WHAT THE TASK REQUIRES: Reproduce the material exactly, omitting nothing.
::::::
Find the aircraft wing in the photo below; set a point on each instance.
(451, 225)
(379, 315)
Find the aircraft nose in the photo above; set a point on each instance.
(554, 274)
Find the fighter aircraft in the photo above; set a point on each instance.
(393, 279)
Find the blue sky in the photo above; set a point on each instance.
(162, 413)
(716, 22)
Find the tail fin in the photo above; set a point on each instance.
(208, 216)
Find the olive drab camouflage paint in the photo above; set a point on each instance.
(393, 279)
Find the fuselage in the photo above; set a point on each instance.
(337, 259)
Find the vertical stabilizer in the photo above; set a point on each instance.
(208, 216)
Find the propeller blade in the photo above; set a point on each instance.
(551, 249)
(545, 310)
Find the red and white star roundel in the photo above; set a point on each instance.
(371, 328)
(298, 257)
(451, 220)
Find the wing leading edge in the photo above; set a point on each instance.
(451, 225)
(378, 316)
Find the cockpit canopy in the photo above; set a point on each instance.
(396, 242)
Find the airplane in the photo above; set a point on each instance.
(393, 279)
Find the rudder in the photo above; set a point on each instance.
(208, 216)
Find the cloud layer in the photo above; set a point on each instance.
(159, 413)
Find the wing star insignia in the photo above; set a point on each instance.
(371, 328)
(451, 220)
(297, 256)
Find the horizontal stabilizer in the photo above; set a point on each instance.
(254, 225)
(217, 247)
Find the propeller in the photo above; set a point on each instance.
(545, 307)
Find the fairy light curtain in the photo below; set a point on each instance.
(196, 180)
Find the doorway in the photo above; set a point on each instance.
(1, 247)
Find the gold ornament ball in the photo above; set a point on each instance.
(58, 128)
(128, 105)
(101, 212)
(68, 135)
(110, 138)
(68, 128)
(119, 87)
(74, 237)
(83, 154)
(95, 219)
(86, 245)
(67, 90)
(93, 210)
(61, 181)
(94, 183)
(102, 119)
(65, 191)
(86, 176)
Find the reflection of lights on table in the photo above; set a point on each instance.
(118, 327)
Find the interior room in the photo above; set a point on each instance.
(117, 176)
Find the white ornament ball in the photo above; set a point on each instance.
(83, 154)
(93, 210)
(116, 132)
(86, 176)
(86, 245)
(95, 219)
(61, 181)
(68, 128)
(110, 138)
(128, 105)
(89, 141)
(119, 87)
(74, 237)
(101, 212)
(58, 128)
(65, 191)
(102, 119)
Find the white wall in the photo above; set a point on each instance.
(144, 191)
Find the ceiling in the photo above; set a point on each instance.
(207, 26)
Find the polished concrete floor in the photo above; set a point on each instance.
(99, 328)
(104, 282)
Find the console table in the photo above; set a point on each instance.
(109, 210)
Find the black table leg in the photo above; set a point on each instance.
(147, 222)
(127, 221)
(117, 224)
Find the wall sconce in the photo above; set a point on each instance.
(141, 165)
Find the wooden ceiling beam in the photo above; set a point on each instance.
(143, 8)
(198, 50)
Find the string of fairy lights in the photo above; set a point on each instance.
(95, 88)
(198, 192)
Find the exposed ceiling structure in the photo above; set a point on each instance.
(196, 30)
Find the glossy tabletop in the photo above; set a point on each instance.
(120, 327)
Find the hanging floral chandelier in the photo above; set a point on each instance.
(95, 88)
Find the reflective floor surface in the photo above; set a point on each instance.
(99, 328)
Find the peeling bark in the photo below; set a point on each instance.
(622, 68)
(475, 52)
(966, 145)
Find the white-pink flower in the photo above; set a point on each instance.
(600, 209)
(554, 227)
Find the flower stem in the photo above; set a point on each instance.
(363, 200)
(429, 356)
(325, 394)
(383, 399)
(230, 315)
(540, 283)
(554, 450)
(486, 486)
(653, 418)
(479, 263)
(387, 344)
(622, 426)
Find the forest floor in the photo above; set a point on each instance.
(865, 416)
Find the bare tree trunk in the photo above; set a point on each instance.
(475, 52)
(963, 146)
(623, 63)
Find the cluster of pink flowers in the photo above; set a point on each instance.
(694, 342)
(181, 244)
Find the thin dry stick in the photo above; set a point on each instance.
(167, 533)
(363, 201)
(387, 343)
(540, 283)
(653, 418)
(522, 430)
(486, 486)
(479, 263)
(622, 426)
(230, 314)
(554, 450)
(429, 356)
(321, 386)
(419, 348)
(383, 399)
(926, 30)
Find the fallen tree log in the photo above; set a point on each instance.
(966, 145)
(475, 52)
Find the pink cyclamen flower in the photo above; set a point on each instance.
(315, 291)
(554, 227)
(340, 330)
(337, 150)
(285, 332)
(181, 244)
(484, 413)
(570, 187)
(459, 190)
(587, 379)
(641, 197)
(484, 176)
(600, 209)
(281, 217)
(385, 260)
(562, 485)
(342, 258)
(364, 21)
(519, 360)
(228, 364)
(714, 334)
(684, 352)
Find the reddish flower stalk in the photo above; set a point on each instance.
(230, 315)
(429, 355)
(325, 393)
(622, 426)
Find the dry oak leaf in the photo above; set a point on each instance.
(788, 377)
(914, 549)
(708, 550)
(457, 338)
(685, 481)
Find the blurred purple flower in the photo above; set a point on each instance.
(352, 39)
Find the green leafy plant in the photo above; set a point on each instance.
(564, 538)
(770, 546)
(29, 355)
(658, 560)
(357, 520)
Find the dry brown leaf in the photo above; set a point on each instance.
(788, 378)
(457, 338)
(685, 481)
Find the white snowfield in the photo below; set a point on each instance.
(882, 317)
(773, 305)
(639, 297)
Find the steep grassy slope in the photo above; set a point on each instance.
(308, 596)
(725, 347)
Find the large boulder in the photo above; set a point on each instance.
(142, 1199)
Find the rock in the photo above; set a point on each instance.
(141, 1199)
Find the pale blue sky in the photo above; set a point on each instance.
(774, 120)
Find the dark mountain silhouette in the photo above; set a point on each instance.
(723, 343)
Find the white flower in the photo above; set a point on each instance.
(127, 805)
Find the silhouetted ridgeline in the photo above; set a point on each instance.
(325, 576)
::::::
TASK OUTPUT:
Find the aircraft wing in the photo below; set a point on each instance.
(451, 225)
(379, 315)
Find the aircraft nose in the photo above; set a point on each instance.
(554, 274)
Find the fighter aircraft in the photo above; set a point on each instance.
(393, 279)
Find the blue sky in the photo above; set a point on each instance.
(162, 413)
(716, 22)
Find the tail fin in the photo above; set a point on each instance.
(208, 216)
Find the olive drab camouflage paint in the photo above; set a point on each instance.
(393, 279)
Find the fuselage in the photo above; set a point on each instance.
(337, 259)
Find the vertical stabilizer in the photo above; set a point on each instance.
(208, 216)
Find the propeller blade in the photo above; set a point on each instance.
(551, 249)
(545, 310)
Find the red and white star roundel in the photo above; set a point on each instance.
(371, 328)
(298, 257)
(451, 220)
Find the wing leading edge in the photo above; set a point on each instance.
(451, 225)
(378, 316)
Find the cockpit canopy in the photo above; set a point on each instance.
(396, 242)
Find the airplane in the photo above; set a point on each instance.
(393, 279)
Find the rudder in the photo above; set a point on each instance.
(208, 216)
Find the cloud layer in the photo above; set a point on each instance.
(159, 413)
Find the wing star insignia in the photo above; set a point on each instance.
(371, 328)
(451, 220)
(297, 256)
Find the horizontal stabilizer in the photo above; set a point on each instance.
(254, 225)
(217, 247)
Find the propeller in the photo above; set a point on each instance.
(545, 307)
Find the fairy light curtain in the photo below; set a point on each instance.
(196, 180)
Find the doorway in the photo above; set a point on each instance.
(1, 247)
Find the gold ornament ball in the photo above; set a point on each instance.
(58, 128)
(128, 105)
(101, 212)
(68, 135)
(110, 138)
(68, 128)
(119, 87)
(74, 237)
(83, 154)
(95, 219)
(86, 245)
(67, 90)
(93, 210)
(61, 181)
(94, 183)
(102, 119)
(65, 191)
(86, 176)
Find the reflection of lights on table in the photo above; set a point on each instance.
(118, 327)
Find the interior room in the photo above; set a point on each instance.
(117, 176)
Find the white ornament ball in the photo above; set a point on each instance.
(83, 154)
(93, 210)
(116, 132)
(86, 176)
(86, 245)
(95, 219)
(61, 181)
(68, 128)
(110, 138)
(128, 105)
(89, 141)
(119, 87)
(74, 237)
(101, 212)
(58, 128)
(65, 191)
(102, 119)
Find the white wall in the photo above; set a point on each instance.
(144, 191)
Find the ceiling in the photo above; set a point on each instance.
(207, 26)
Find the polished concrete floor in the photo above; set a point on each instance.
(99, 328)
(104, 282)
Find the console table in the photo above; set a point on each instance.
(109, 210)
Find the black table leg in the photo above; set a point on each instance.
(147, 222)
(127, 221)
(117, 224)
Find the wall sconce in the photo above; set a point on each instance.
(141, 165)
Find the wooden ceiling beam in the photo above; set a point on each instance.
(143, 8)
(198, 50)
Find the string of fairy lights in the photo above; set a point on each instance.
(95, 88)
(198, 192)
Find the exposed ceiling structure in the photo above; set a point on each instance.
(196, 30)
Find the glossy tabletop in the photo above; set a point on each instance.
(120, 327)
Find the hanging floral chandelier in the photo above; set a point on each instance.
(95, 88)
Find the reflective floor surface in the photo above; set a point on each instance.
(99, 328)
Find the peeling bark in the photo below; set a point on each instance.
(622, 68)
(475, 52)
(966, 145)
Find the white-pink flower in the photo above; set a point on each instance.
(600, 209)
(554, 227)
Find the flower stem in the photo above; set a point on each instance.
(363, 200)
(429, 356)
(325, 394)
(383, 399)
(230, 315)
(540, 283)
(554, 450)
(486, 486)
(653, 418)
(479, 263)
(387, 344)
(622, 426)
Find the forest floor in the photo above; set a point on each instance.
(865, 416)
Find the bare tree trunk in the photo above; set a point on each instance.
(475, 52)
(963, 146)
(623, 63)
Find the cluster of pink flowers in the photo above; set a point on each instance.
(694, 342)
(181, 244)
Find the thin dry stick in the photo above; set a point on each instance.
(167, 533)
(363, 201)
(387, 343)
(540, 283)
(653, 418)
(522, 430)
(486, 486)
(479, 263)
(622, 426)
(230, 314)
(554, 450)
(429, 356)
(321, 386)
(419, 348)
(383, 399)
(926, 30)
Find the fallen tree log in the photo above; set a point on each instance.
(966, 145)
(475, 52)
Find the pink cyclamen flower in the photo above; set a point on each instance.
(315, 291)
(554, 227)
(340, 330)
(337, 150)
(285, 332)
(181, 244)
(484, 413)
(570, 187)
(459, 190)
(587, 379)
(641, 197)
(484, 176)
(600, 209)
(281, 217)
(385, 260)
(562, 485)
(342, 258)
(364, 21)
(519, 360)
(228, 364)
(714, 334)
(684, 352)
Find the reddish flower stalk in the photo above; set a point on each instance.
(230, 315)
(429, 355)
(325, 393)
(622, 426)
Find the dry oak leaf in the photo above; set a point on each instance.
(788, 377)
(914, 549)
(708, 550)
(457, 338)
(685, 481)
Find the blurred purple flower in the photo above; set a point on each instance.
(352, 39)
Find the green leafy plant in the photo above; set a point on each instance.
(564, 538)
(770, 546)
(29, 355)
(658, 560)
(357, 520)
Find the dry brown leaf in the photo above; set a point on each instance.
(788, 378)
(457, 338)
(685, 481)
Find the white snowfield in the photo below; set a point on each instance.
(882, 317)
(773, 305)
(639, 297)
Find the steep grassy slope in the photo above; set a point on each instance.
(308, 596)
(725, 347)
Find the large boulder in the photo above; set a point on each instance.
(142, 1199)
Find the rock in the photo above; set a point on each instance.
(141, 1199)
Find the pale blue sky in the photo above; set a point on each instance.
(774, 120)
Find the dark mountain silhouette in the photo above; set a point on each instance.
(723, 343)
Find the white flower in the photo above; set a point on each instance.
(127, 805)
Find the silhouetted ridgeline in the photo above; set a point on each instance.
(325, 576)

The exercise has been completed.